Work task:
Check every line of the data and copy the ones where "water" appears.

Data:

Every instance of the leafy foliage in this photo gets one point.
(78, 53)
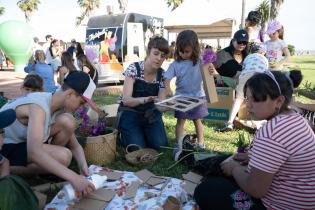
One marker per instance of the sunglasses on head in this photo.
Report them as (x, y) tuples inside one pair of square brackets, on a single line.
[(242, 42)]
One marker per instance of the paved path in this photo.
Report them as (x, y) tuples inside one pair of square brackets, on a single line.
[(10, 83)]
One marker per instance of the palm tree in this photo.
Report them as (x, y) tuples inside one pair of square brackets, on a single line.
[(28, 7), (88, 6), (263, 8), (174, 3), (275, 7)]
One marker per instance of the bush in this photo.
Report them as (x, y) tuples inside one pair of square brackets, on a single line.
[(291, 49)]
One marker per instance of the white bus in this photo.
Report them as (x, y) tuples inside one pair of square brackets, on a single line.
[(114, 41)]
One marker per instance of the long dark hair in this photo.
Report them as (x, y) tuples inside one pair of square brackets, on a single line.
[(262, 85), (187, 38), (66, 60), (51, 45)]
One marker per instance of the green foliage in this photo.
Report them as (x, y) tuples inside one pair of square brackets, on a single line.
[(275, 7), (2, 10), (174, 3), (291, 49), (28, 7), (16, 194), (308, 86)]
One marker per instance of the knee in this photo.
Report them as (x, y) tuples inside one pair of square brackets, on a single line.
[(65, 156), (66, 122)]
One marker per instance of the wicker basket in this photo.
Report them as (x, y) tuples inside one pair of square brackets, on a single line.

--

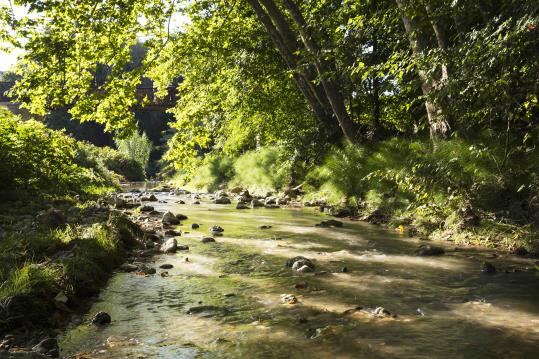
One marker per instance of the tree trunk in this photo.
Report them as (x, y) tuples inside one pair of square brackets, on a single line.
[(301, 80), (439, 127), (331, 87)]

...

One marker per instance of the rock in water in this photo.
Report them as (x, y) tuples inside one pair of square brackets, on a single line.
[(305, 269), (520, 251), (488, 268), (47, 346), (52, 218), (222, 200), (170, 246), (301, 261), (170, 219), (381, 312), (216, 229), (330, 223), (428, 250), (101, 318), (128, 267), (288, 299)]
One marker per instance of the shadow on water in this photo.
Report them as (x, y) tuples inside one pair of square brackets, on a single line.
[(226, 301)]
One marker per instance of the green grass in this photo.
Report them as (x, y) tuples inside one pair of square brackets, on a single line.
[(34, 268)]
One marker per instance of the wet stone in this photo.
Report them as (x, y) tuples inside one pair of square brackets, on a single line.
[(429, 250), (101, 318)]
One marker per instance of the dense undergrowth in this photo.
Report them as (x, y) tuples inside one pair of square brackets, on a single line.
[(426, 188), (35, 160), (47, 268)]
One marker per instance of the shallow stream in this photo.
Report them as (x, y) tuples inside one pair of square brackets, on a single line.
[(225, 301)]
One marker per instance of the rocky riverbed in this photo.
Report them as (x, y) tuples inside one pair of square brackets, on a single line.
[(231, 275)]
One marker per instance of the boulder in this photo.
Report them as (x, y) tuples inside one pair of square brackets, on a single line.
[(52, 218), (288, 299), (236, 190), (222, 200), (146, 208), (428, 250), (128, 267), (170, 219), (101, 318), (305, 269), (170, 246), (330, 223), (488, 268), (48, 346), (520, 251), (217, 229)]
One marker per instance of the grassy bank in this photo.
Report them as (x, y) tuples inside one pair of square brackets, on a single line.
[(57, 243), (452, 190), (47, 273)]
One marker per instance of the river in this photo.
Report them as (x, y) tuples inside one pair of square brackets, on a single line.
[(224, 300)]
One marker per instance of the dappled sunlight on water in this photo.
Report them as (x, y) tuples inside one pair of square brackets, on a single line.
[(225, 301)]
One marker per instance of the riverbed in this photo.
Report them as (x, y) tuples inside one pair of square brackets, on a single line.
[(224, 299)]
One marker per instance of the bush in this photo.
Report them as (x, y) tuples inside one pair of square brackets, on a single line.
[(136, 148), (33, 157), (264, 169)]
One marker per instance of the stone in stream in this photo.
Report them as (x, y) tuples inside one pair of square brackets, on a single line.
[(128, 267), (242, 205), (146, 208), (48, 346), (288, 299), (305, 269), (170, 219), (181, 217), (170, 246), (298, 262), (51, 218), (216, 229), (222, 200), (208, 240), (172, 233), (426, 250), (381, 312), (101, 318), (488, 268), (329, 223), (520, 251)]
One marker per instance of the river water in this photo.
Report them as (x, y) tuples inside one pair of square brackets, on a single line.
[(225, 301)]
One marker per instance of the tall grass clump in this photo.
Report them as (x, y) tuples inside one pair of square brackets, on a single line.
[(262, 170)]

Solved exercise:
One marker per instance of the rock in water in this photo.
One marker per instance of the shadow on water in this photo.
One marker per instance of the dappled sunlight on water in this photo.
One marker per instance of the river water in this photo.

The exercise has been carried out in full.